[Region pointing data]

■ ■ ■ ■

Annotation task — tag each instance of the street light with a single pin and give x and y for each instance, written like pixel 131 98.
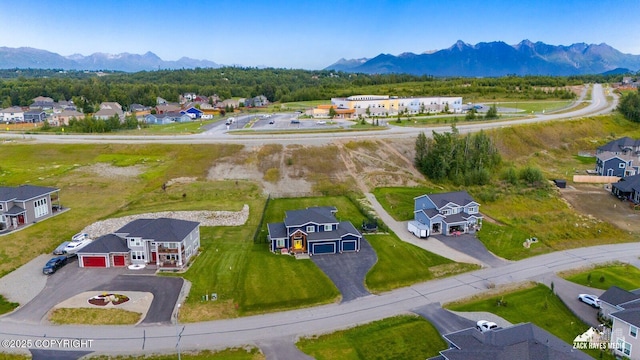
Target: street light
pixel 178 333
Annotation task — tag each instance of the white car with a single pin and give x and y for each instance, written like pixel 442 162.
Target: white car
pixel 484 325
pixel 80 237
pixel 74 246
pixel 590 300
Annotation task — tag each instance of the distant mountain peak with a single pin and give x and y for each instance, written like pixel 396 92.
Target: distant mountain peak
pixel 42 59
pixel 498 58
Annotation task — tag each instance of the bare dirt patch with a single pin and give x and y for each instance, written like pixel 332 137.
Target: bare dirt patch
pixel 110 171
pixel 598 202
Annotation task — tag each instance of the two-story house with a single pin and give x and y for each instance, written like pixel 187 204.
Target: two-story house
pixel 164 242
pixel 26 204
pixel 618 158
pixel 623 308
pixel 450 213
pixel 314 230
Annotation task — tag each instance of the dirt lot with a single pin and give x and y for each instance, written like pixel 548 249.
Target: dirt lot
pixel 295 170
pixel 598 202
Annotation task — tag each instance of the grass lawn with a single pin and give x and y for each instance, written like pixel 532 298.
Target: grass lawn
pixel 536 304
pixel 540 213
pixel 249 353
pixel 401 264
pixel 241 273
pixel 603 277
pixel 401 337
pixel 399 201
pixel 6 306
pixel 89 316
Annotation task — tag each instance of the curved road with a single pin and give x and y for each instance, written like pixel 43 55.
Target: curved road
pixel 598 105
pixel 268 328
pixel 321 319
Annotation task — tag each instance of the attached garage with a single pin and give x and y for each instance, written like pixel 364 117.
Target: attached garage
pixel 94 261
pixel 350 245
pixel 323 248
pixel 118 260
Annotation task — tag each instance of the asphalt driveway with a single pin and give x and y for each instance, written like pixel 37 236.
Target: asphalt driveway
pixel 348 270
pixel 470 245
pixel 568 292
pixel 445 321
pixel 72 280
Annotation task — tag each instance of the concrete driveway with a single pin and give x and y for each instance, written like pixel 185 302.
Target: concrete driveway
pixel 72 280
pixel 348 270
pixel 470 245
pixel 568 292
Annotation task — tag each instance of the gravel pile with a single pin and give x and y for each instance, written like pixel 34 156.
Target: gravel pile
pixel 206 218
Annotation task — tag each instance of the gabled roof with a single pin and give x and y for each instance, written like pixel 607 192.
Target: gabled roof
pixel 461 198
pixel 631 316
pixel 619 144
pixel 522 341
pixel 316 215
pixel 24 192
pixel 161 229
pixel 617 296
pixel 628 183
pixel 106 244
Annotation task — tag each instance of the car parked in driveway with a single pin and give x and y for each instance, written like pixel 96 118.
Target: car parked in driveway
pixel 54 264
pixel 484 325
pixel 60 250
pixel 590 300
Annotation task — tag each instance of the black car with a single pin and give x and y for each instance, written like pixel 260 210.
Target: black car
pixel 54 264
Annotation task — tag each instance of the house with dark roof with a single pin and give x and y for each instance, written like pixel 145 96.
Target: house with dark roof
pixel 623 308
pixel 451 213
pixel 619 158
pixel 522 341
pixel 314 231
pixel 166 243
pixel 26 204
pixel 627 188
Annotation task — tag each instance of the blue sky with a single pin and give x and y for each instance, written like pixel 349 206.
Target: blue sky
pixel 308 34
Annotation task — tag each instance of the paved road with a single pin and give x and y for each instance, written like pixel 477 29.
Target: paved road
pixel 325 318
pixel 598 105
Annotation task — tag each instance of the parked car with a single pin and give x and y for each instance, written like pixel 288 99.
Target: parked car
pixel 79 237
pixel 590 300
pixel 54 264
pixel 60 250
pixel 484 325
pixel 74 246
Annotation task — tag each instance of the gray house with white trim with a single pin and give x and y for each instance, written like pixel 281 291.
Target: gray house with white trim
pixel 164 242
pixel 26 204
pixel 314 231
pixel 451 213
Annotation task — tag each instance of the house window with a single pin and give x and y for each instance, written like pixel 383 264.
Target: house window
pixel 40 207
pixel 137 255
pixel 135 242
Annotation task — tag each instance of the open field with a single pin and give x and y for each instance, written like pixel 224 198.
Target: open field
pixel 603 277
pixel 401 337
pixel 87 316
pixel 249 353
pixel 417 264
pixel 536 304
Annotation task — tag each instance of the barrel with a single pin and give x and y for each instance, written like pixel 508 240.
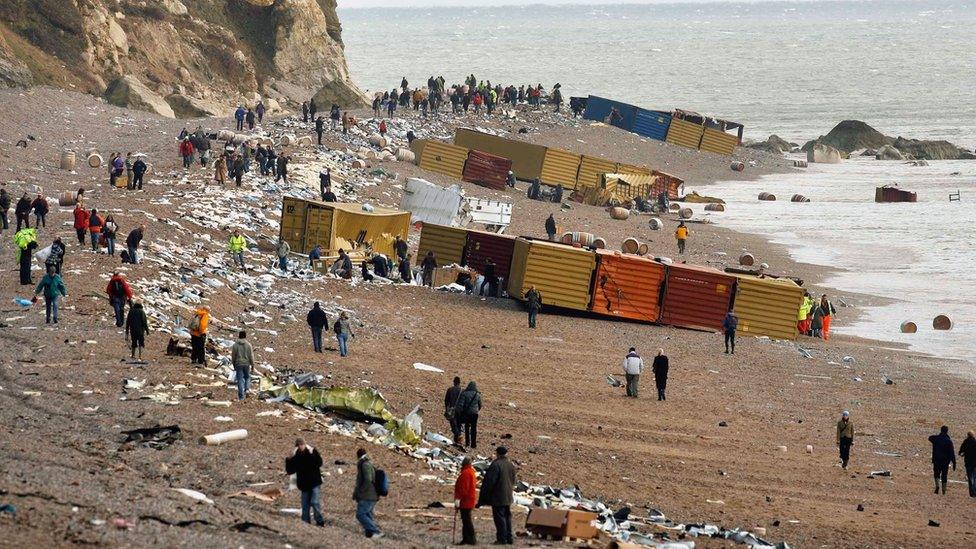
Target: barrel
pixel 68 160
pixel 630 245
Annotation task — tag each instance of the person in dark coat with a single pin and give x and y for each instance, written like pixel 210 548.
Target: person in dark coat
pixel 467 409
pixel 943 453
pixel 660 367
pixel 136 328
pixel 317 321
pixel 450 405
pixel 306 464
pixel 497 491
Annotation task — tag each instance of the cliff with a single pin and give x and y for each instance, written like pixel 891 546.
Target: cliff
pixel 178 57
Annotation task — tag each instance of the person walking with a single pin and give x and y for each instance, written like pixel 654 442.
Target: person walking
pixel 198 335
pixel 242 357
pixel 660 368
pixel 633 366
pixel 534 300
pixel 467 409
pixel 136 328
pixel 365 494
pixel 53 289
pixel 119 293
pixel 497 491
pixel 681 235
pixel 317 321
pixel 729 324
pixel 450 410
pixel 943 453
pixel 465 499
pixel 305 463
pixel 845 437
pixel 343 332
pixel 968 450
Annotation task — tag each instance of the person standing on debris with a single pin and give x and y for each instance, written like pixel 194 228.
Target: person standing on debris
pixel 497 490
pixel 534 301
pixel 450 409
pixel 465 498
pixel 729 325
pixel 428 265
pixel 365 494
pixel 306 464
pixel 660 367
pixel 551 228
pixel 119 293
pixel 343 332
pixel 52 287
pixel 317 321
pixel 681 235
pixel 242 357
pixel 633 366
pixel 467 409
pixel 198 335
pixel 845 437
pixel 943 453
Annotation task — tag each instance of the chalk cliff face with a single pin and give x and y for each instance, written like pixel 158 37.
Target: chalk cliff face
pixel 178 57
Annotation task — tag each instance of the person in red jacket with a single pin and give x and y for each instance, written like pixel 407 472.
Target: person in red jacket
pixel 465 498
pixel 119 293
pixel 81 223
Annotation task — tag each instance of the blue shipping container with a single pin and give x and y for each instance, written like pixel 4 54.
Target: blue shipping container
pixel 598 108
pixel 652 124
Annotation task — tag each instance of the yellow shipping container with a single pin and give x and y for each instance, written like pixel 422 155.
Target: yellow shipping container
pixel 767 307
pixel 447 243
pixel 444 158
pixel 560 168
pixel 562 274
pixel 719 142
pixel 684 133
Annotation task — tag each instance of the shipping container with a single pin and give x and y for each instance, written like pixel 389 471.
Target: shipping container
pixel 685 133
pixel 560 168
pixel 526 158
pixel 767 307
pixel 696 297
pixel 444 158
pixel 652 124
pixel 483 245
pixel 487 170
pixel 562 274
pixel 600 109
pixel 447 243
pixel 332 225
pixel 627 286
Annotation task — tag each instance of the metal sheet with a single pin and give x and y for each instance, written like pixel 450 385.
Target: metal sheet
pixel 652 124
pixel 685 134
pixel 719 142
pixel 444 158
pixel 767 307
pixel 696 297
pixel 627 286
pixel 560 168
pixel 447 243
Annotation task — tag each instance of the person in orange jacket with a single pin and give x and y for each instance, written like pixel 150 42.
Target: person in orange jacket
pixel 465 498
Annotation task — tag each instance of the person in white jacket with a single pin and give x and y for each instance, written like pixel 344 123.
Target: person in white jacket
pixel 633 366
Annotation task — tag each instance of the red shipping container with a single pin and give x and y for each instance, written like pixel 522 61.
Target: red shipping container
pixel 486 170
pixel 696 297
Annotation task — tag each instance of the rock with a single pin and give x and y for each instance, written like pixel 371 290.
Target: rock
pixel 823 154
pixel 128 91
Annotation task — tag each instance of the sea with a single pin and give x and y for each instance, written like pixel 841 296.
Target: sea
pixel 794 69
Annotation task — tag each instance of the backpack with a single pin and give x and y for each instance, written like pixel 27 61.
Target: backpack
pixel 381 483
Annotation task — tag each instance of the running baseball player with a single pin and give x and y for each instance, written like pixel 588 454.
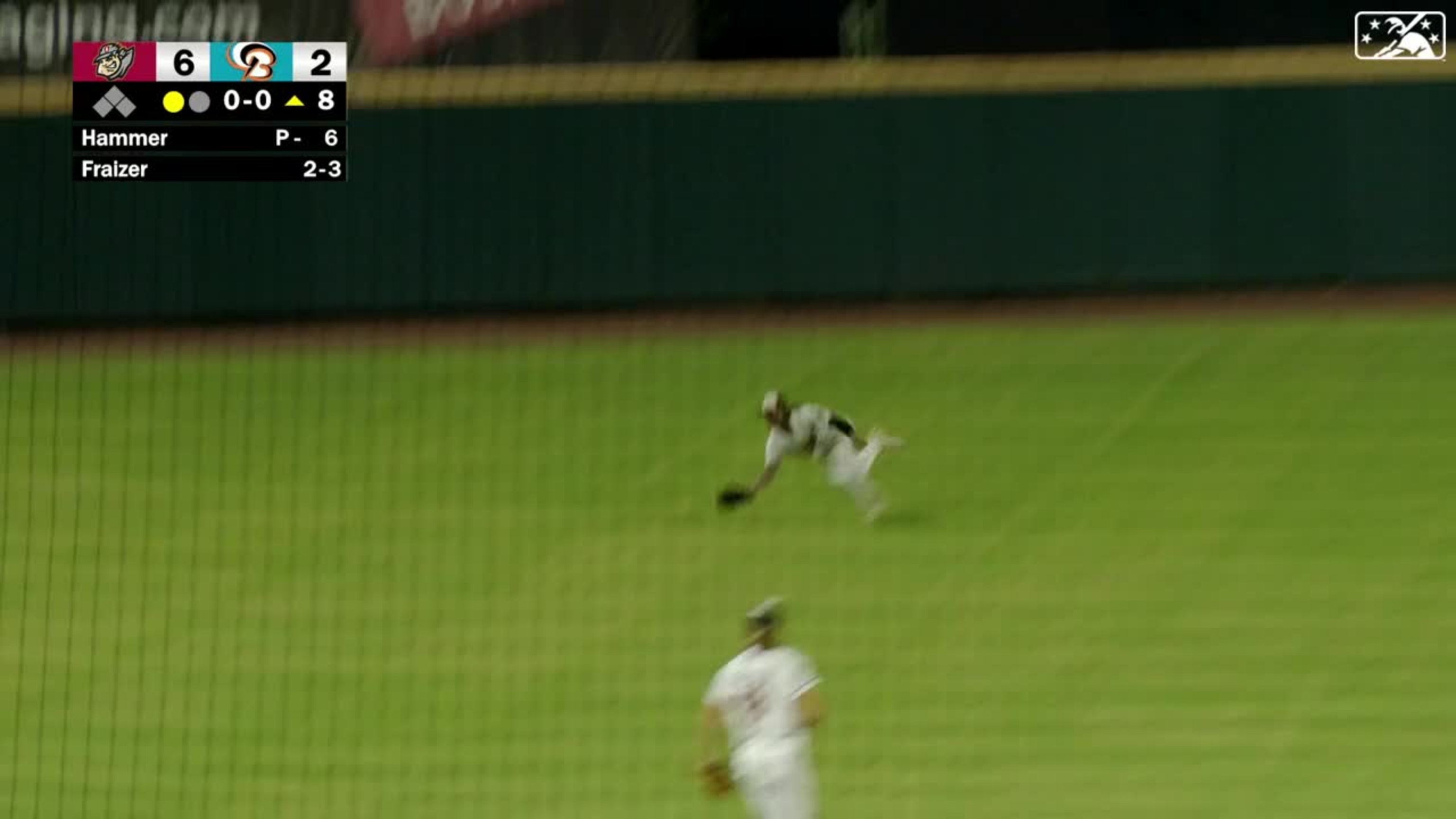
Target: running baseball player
pixel 764 706
pixel 817 432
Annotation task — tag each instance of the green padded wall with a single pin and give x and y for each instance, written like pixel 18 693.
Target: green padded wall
pixel 500 208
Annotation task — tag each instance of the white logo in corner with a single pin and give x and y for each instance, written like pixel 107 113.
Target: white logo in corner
pixel 1401 36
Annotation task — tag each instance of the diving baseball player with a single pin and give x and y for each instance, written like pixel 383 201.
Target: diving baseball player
pixel 764 706
pixel 809 429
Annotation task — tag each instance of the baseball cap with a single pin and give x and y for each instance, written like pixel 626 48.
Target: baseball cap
pixel 768 614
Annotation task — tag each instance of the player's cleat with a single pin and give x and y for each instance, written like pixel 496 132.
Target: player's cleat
pixel 886 441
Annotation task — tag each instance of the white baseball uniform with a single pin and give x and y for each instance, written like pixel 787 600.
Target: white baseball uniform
pixel 811 433
pixel 757 694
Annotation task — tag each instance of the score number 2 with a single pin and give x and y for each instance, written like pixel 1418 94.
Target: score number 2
pixel 332 170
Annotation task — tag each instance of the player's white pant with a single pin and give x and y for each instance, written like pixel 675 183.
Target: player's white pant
pixel 778 782
pixel 848 468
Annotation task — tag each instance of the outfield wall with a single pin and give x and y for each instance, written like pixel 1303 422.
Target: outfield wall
pixel 627 186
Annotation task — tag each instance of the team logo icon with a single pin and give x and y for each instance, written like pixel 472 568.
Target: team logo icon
pixel 114 60
pixel 255 60
pixel 1401 36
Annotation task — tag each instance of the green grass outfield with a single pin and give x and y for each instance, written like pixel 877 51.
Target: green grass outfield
pixel 1140 570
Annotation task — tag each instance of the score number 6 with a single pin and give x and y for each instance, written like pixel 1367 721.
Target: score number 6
pixel 332 170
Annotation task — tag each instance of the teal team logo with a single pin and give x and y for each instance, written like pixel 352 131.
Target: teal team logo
pixel 1401 36
pixel 252 62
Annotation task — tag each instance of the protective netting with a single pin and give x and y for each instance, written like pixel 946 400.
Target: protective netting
pixel 471 567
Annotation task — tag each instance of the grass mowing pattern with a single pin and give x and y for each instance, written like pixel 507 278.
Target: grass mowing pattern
pixel 1144 570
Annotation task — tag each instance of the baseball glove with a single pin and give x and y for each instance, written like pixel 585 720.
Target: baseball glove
pixel 734 496
pixel 717 779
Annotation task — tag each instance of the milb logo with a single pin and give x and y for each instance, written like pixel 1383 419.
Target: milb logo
pixel 1401 36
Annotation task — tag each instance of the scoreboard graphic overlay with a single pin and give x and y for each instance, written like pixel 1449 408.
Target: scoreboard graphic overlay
pixel 210 111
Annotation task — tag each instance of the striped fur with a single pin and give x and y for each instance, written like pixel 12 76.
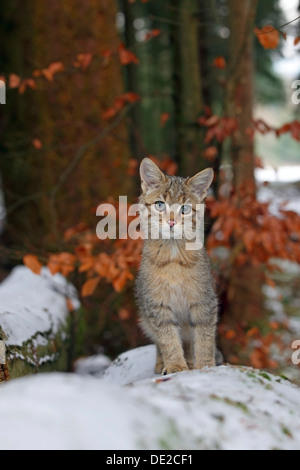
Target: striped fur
pixel 175 291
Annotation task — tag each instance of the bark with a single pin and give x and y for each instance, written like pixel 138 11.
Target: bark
pixel 244 301
pixel 190 100
pixel 239 99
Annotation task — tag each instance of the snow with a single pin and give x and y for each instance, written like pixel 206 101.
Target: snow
pixel 31 304
pixel 219 408
pixel 93 365
pixel 282 174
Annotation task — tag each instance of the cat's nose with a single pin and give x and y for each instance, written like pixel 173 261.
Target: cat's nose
pixel 171 223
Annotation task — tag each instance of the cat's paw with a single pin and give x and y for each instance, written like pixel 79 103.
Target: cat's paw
pixel 201 365
pixel 173 368
pixel 159 368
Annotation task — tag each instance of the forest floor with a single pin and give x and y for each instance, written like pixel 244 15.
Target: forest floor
pixel 126 407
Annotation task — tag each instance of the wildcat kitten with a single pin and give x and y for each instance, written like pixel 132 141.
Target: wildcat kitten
pixel 177 302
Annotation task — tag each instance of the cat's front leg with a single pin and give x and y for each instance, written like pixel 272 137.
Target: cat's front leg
pixel 161 326
pixel 203 328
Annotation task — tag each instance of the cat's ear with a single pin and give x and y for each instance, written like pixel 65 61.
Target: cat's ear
pixel 200 183
pixel 151 175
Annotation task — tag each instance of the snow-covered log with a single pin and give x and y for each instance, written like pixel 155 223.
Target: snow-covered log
pixel 219 408
pixel 34 323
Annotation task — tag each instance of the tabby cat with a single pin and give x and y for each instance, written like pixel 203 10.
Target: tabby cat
pixel 175 289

■ ■ ■ ■

What the task asks. Proceeding from the line containing "Annotation task — tag each instance of the person in white" through the line containing "Annotation task — tag each instance of the backpack", transcribe the lines above exactly, both end lines included.

Task answer.
Annotation task — tag each instance of the person in white jacket with a single pin and give x and y for each instance, written like pixel 344 123.
Target: person in white jacket
pixel 633 366
Annotation task — tag each instance of the red shipping container with a single pin and give x and y for each instance, written like pixel 522 61.
Target: red shipping container
pixel 486 170
pixel 696 297
Annotation task — tag each instance of the rock with a single pin and give x and y for each instance, written like pixel 371 290.
Target: rock
pixel 823 154
pixel 128 91
Annotation task — tag each instance of the sea with a single pin and give x and y for each instance, written like pixel 841 296.
Target: sea
pixel 794 69
Annotation task — tag each instance of the backpack with a single pin and give x and y for each instance, written like pixel 27 61.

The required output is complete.